* Working data:

--

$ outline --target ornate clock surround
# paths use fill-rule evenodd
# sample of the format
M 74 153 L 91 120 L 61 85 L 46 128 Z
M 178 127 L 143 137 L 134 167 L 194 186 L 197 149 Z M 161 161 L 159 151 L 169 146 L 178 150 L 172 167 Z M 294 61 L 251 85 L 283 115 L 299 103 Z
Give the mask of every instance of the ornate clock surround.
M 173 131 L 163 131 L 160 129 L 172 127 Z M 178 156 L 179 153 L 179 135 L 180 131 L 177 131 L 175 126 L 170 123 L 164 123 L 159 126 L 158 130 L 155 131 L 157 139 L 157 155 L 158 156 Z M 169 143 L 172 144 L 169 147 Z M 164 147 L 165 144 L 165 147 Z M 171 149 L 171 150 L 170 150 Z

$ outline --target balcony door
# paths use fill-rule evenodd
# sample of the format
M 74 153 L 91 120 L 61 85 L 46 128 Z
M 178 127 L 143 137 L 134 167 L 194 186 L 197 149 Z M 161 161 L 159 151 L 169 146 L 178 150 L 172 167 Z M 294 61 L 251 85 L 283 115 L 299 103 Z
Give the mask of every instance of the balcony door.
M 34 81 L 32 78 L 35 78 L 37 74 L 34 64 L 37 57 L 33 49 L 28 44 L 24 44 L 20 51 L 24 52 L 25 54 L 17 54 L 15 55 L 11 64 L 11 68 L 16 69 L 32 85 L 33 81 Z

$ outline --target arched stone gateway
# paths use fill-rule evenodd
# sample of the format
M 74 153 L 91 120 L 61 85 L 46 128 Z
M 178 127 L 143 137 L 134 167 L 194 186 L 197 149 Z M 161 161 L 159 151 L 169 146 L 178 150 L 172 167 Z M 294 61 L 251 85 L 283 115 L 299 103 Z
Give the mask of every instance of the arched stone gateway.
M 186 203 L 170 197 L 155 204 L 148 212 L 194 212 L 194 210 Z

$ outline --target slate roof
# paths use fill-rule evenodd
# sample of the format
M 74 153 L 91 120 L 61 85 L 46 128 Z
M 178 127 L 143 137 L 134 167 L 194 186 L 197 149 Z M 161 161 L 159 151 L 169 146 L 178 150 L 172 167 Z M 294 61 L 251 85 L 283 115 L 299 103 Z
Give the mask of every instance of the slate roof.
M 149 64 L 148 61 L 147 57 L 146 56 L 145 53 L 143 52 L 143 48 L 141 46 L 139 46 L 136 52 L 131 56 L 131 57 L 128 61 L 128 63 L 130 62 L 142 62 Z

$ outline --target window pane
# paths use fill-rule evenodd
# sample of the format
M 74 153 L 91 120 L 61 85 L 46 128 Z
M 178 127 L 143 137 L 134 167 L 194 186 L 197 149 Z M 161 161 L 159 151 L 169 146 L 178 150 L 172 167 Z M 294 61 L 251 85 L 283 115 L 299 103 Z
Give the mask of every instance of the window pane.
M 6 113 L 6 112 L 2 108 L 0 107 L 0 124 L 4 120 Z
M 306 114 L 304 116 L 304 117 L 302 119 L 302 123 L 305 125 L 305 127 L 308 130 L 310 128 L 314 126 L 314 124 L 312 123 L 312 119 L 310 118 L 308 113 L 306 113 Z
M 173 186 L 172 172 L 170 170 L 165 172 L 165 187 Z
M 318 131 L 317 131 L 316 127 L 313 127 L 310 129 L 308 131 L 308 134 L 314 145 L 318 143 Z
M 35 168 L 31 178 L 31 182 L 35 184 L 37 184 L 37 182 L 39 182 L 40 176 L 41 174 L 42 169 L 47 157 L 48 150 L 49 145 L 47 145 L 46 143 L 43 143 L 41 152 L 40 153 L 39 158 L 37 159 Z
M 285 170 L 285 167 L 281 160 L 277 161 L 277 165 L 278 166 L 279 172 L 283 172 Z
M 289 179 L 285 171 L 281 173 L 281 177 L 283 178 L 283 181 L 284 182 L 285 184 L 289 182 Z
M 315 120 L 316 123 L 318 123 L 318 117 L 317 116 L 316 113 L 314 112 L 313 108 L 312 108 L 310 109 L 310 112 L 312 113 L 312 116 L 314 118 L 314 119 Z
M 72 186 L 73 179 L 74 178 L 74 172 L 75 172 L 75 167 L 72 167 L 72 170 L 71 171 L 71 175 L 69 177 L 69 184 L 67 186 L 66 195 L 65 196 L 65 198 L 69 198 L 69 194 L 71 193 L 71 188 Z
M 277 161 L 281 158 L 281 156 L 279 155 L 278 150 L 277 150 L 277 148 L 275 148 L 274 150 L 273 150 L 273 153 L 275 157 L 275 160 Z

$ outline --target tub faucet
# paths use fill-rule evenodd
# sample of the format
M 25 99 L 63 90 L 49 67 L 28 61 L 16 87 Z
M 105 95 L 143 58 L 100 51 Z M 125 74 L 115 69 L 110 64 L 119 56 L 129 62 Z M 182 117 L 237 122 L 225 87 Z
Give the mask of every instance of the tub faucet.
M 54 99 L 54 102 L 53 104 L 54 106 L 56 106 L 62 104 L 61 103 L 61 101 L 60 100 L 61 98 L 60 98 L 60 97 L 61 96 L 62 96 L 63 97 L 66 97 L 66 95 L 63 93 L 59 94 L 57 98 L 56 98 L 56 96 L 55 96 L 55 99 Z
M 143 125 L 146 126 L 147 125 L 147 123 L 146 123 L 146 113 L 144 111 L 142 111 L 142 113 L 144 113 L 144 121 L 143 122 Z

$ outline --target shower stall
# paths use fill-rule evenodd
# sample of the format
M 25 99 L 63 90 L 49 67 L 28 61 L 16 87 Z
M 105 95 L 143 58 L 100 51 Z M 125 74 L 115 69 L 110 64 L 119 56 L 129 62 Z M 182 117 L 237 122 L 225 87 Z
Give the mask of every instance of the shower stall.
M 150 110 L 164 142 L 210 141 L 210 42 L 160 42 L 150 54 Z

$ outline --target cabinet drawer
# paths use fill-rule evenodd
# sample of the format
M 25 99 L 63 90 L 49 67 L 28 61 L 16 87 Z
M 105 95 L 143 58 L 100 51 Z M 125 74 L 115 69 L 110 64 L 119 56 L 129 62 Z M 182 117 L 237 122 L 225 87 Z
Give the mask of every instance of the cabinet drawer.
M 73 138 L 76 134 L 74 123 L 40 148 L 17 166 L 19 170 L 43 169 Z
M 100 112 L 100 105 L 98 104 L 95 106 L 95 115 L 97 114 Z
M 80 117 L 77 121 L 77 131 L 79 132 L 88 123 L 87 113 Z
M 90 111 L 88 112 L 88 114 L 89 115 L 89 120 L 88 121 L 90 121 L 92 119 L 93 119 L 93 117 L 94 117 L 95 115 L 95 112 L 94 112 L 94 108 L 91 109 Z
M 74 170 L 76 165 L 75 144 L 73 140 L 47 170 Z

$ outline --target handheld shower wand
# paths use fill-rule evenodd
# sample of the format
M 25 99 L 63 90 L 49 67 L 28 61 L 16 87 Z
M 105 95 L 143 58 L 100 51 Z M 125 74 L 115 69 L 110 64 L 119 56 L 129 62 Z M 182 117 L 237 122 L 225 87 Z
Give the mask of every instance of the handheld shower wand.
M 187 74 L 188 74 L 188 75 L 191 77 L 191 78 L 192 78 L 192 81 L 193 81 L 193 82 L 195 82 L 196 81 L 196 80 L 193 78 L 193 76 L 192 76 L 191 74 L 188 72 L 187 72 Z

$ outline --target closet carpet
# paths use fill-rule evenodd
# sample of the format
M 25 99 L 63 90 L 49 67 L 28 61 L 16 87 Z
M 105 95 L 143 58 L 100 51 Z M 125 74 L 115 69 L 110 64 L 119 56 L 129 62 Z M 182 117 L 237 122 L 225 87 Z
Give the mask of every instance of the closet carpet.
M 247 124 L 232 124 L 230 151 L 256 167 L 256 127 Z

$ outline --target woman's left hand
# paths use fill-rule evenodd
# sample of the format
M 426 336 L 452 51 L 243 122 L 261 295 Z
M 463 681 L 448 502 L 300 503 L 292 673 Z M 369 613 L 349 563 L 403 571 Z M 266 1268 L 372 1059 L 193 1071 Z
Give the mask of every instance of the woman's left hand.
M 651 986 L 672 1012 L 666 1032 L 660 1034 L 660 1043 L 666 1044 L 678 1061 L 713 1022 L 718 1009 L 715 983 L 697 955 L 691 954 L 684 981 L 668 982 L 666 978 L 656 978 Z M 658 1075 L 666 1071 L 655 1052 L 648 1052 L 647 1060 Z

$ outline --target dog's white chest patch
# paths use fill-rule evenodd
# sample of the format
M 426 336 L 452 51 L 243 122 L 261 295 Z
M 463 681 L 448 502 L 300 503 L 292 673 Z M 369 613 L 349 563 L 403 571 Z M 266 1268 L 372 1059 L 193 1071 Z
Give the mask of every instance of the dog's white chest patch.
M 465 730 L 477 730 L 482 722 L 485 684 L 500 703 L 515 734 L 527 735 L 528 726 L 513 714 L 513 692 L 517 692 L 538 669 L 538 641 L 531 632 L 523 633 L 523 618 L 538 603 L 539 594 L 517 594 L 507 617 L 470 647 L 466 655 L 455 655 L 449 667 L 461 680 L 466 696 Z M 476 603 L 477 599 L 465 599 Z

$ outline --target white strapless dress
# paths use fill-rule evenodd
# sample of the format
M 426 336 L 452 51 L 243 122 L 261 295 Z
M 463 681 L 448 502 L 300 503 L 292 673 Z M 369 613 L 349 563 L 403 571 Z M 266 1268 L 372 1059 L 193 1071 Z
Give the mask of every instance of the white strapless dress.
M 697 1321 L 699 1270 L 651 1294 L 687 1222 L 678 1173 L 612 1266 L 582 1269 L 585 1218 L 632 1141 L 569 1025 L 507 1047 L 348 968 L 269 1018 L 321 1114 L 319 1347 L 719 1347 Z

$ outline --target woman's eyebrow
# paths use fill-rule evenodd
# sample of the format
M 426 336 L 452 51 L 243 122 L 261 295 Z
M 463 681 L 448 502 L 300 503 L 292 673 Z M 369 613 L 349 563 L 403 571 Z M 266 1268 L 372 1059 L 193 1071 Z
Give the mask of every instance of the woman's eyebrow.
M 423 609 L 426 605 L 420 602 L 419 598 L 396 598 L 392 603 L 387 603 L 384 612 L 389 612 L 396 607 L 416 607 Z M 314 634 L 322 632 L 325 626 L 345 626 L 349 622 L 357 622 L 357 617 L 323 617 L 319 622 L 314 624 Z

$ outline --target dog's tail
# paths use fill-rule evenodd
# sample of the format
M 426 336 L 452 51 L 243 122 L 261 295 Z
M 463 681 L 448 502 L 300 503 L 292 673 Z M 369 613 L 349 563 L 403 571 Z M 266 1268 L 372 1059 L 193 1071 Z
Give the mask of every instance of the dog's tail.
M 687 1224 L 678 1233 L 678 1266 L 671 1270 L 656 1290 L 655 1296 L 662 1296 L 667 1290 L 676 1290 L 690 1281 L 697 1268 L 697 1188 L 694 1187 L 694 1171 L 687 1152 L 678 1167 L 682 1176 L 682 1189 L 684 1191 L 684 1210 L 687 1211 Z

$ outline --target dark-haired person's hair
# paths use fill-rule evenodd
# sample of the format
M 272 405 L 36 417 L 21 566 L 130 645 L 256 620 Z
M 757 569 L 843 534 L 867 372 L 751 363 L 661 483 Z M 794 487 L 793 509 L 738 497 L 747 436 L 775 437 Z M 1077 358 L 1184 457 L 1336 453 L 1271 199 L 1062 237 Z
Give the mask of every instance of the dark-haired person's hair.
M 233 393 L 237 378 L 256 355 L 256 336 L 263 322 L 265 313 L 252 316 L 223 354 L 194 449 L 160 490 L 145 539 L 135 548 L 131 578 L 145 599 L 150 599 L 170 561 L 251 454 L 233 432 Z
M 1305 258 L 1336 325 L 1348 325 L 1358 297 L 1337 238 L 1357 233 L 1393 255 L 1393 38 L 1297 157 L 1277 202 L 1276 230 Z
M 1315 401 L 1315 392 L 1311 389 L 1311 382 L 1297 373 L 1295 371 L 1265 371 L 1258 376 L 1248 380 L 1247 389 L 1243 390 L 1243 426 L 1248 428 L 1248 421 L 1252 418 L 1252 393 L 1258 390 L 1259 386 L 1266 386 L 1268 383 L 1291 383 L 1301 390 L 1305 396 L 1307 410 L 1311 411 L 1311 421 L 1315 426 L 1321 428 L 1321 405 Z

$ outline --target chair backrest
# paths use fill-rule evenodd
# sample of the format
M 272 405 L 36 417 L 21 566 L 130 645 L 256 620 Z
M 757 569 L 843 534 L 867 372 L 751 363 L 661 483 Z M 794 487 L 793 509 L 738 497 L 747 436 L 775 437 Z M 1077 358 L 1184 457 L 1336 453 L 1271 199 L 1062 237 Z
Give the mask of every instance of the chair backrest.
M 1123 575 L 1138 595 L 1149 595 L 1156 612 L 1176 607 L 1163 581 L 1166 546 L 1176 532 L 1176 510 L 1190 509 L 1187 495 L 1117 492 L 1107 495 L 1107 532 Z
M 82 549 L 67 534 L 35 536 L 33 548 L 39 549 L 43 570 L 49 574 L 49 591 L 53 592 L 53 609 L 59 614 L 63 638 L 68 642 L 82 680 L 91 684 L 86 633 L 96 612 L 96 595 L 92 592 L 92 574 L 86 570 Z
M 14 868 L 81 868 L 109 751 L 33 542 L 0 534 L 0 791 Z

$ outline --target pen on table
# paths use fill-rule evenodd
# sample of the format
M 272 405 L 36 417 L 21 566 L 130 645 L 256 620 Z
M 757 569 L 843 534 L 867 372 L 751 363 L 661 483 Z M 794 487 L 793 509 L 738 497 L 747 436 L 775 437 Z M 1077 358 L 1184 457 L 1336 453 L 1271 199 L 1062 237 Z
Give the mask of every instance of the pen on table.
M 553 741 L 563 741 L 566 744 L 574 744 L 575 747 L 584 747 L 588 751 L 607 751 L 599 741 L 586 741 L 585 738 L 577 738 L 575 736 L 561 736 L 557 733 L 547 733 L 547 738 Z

--

* To do: Rescale the entries from the beginning through the line containing "M 149 64 L 148", both ends included, reproducing every line in that span. Multiply each coordinate in the answer outlines by 1.7 and round it to a whole number, rounding halves up, and leave every other line, including the format lines, unchanged.

* Correct result:
$ outline --target ornate clock surround
# paths use fill-rule evenodd
# sample of the format
M 74 153 L 91 120 L 61 85 L 46 128 Z
M 178 127 L 143 137 L 134 167 L 194 186 L 197 149 Z M 161 161 L 159 151 L 169 146 L 178 150 L 172 167 Z M 294 61 L 251 85 L 283 115 L 299 103 Z
Give the mask of every instance of the ornate clock surround.
M 294 223 L 277 223 L 272 219 L 292 216 Z M 303 265 L 304 260 L 304 230 L 306 223 L 301 223 L 298 214 L 289 209 L 279 209 L 270 214 L 269 221 L 264 223 L 267 236 L 267 264 L 269 265 Z M 287 243 L 292 245 L 287 250 Z M 279 250 L 281 245 L 281 250 Z M 291 253 L 291 255 L 289 255 Z

$ outline --target balcony door
# paths use fill-rule evenodd
# sample of the format
M 74 153 L 91 120 L 61 85 L 46 128 Z
M 178 127 L 143 137 L 134 167 L 194 186 L 197 149 Z M 161 161 L 159 151 L 169 146 L 178 150 L 172 167 Z M 294 61 L 251 85 L 283 115 L 299 103 Z
Give the mask of every instance of the balcony door.
M 58 138 L 54 133 L 60 133 L 63 126 L 58 109 L 63 97 L 56 83 L 48 75 L 41 75 L 34 87 L 41 88 L 43 92 L 29 92 L 26 94 L 19 109 L 19 116 L 27 117 L 54 145 L 56 138 Z

$ outline --target arched stone gateway
# paths use fill-rule evenodd
# sample of the format
M 74 153 L 91 120 L 61 85 L 46 128 Z
M 178 127 L 143 137 L 134 167 L 194 186 L 197 149 Z M 161 161 L 159 151 L 169 146 L 178 150 L 172 167 Z M 294 61 L 251 85 L 283 115 L 299 103 Z
Give the mask of every instance of the arched stone gateway.
M 316 345 L 289 335 L 264 347 L 252 360 L 330 360 L 330 357 Z

$ outline --target slate roof
# paths use fill-rule evenodd
# sample of the format
M 74 153 L 91 120 L 61 85 L 46 128 Z
M 178 127 L 143 137 L 134 167 L 194 186 L 197 149 Z M 161 161 L 159 151 L 169 146 L 178 150 L 172 167 Z M 294 61 L 251 85 L 283 115 L 299 103 Z
Give the mask of every instance of the slate roof.
M 253 109 L 252 104 L 250 97 L 248 95 L 247 90 L 243 88 L 243 82 L 240 78 L 236 78 L 231 88 L 223 95 L 223 97 L 218 104 L 218 107 L 221 105 L 241 105 Z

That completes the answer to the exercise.